Give the lines of the data below as a numbered list, starting with the line that contains "Segment the orange" and going on through the line that contains "Provide the mask of the orange stripe.". Include both of those lines and leave out any blank ones.

* Source records

=====

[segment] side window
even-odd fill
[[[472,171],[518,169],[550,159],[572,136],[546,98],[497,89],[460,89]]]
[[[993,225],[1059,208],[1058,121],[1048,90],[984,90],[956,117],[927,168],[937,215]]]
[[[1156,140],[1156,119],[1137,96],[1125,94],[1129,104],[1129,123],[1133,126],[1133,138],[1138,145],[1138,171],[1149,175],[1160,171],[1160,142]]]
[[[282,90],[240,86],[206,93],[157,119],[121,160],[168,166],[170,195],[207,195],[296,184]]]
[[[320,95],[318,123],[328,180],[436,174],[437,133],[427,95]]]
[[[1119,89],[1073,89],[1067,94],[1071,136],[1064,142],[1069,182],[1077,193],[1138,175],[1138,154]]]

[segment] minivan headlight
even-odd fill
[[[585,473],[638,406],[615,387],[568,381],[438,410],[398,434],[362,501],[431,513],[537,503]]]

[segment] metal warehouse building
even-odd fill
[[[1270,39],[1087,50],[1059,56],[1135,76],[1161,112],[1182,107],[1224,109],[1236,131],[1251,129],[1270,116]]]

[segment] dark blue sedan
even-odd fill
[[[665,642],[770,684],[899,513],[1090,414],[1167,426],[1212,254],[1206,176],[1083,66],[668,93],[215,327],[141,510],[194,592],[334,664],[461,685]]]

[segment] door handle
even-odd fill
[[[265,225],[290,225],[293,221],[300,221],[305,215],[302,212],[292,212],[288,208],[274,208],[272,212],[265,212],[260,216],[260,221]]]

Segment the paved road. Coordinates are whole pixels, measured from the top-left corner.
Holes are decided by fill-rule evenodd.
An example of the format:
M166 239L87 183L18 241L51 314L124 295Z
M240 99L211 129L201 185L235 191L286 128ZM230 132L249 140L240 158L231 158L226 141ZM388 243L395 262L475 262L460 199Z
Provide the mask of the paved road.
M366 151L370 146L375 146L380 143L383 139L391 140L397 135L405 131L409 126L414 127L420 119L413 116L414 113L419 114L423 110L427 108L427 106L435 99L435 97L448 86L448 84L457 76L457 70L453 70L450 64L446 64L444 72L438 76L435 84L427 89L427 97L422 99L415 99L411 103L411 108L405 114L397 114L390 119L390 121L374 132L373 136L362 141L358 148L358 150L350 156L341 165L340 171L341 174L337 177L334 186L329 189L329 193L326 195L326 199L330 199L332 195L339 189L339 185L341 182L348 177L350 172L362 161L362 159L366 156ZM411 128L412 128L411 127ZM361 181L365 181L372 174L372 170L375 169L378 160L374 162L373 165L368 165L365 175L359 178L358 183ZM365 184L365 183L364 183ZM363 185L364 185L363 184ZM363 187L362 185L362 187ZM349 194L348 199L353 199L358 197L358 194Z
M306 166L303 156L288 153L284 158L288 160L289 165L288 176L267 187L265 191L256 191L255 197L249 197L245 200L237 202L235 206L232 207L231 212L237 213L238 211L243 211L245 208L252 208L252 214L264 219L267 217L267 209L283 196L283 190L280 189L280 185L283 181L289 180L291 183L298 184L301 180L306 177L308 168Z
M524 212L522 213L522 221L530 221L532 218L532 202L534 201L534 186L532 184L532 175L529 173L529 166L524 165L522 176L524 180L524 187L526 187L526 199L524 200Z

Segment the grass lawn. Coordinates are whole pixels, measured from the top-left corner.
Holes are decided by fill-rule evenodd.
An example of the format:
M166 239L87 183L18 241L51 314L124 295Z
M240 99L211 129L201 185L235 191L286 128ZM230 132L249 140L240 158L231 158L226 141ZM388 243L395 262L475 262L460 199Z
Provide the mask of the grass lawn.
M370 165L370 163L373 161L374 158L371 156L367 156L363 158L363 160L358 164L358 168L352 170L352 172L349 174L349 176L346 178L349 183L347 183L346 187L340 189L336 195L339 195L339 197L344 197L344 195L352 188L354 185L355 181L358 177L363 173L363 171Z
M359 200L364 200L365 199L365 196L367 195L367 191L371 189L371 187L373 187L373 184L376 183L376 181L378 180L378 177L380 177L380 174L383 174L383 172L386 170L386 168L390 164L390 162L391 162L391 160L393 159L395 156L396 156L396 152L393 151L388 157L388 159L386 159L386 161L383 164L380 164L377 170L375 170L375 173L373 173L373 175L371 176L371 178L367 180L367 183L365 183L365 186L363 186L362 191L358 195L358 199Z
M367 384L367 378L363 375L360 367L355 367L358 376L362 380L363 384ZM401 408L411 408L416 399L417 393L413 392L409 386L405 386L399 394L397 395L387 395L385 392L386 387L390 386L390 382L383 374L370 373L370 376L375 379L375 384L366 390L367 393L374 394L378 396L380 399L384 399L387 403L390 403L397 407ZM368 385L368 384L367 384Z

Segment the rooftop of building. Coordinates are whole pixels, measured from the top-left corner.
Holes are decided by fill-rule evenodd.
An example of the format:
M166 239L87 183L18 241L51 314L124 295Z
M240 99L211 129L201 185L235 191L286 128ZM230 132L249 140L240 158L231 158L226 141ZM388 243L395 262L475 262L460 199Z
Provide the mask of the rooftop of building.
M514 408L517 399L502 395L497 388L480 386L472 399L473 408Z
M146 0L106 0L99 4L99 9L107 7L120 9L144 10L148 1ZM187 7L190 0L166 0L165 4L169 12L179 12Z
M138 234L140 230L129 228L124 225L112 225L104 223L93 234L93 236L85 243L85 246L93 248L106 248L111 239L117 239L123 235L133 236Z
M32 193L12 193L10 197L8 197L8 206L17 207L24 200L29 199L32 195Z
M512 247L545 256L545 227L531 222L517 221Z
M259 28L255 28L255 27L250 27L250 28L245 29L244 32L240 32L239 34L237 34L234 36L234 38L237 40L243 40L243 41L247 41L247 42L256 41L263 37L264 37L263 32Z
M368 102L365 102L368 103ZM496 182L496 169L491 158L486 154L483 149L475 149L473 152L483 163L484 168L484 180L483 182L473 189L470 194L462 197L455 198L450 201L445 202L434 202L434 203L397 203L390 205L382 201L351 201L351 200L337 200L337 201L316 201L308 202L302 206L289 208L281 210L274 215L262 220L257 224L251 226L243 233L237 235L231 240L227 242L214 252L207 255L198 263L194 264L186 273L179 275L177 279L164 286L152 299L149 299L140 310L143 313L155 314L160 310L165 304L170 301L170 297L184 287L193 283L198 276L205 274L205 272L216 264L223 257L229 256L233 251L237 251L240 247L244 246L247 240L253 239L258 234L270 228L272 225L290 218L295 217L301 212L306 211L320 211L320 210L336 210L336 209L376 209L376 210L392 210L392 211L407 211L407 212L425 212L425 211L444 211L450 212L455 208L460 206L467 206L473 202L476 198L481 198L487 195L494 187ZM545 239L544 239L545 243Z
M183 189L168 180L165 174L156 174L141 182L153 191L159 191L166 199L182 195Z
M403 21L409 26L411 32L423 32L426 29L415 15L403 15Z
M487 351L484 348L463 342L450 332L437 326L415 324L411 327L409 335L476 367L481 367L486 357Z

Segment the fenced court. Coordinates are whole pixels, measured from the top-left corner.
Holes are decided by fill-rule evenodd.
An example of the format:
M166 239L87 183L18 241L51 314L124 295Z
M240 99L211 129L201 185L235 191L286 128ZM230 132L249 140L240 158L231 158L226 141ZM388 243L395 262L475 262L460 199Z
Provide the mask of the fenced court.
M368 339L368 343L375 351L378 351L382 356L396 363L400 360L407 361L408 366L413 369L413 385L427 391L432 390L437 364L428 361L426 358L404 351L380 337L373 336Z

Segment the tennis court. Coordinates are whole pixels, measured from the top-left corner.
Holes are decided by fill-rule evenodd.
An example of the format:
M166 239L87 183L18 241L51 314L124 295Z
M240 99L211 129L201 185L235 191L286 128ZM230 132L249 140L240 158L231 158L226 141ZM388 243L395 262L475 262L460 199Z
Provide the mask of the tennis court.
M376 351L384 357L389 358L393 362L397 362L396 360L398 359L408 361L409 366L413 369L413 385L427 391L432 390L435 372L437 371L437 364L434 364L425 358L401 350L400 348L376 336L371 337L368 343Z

=====

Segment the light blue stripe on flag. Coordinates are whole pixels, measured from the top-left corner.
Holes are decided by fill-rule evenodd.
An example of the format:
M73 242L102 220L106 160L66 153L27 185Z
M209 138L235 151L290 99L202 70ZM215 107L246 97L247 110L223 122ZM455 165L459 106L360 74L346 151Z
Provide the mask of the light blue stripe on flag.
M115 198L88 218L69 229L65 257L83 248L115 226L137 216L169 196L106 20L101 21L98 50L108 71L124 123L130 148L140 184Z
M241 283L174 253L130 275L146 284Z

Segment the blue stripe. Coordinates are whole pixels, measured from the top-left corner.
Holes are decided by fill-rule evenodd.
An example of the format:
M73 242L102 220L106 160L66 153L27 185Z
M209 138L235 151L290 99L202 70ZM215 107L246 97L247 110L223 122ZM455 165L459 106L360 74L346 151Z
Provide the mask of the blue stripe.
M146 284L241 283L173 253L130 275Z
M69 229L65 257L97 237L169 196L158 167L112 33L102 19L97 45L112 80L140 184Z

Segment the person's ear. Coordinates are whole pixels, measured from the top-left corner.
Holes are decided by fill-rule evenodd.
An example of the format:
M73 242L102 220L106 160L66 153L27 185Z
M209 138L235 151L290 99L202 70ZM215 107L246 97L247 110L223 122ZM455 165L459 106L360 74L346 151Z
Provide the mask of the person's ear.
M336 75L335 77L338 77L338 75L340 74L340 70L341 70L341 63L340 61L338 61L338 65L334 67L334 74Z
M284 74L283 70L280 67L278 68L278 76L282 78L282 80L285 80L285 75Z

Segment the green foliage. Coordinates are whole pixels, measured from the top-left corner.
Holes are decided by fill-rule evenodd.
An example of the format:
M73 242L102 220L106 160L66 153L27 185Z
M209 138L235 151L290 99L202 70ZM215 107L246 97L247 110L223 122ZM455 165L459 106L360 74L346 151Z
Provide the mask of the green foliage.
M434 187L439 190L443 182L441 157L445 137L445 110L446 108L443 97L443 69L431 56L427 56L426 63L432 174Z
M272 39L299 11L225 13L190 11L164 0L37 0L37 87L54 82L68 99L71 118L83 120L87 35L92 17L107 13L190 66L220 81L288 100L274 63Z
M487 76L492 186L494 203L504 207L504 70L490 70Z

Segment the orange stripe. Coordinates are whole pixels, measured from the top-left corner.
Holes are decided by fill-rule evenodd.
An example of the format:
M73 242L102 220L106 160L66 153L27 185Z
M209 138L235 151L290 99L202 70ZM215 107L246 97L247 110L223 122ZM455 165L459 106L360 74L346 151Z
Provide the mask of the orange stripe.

=====

* Output for this task
1. Segment the orange stripe. Coordinates are whole pixels, measured from the top-left corner.
2. Holes are decided by fill-rule evenodd.
3. An example of the format:
4. M73 242L102 220L106 160L66 153L27 185Z
5. M209 138L235 151L290 99L202 70ZM215 107L246 97L247 110L223 122ZM455 165L459 106L360 74L346 151Z
6. Provide the mask of the orange stripe.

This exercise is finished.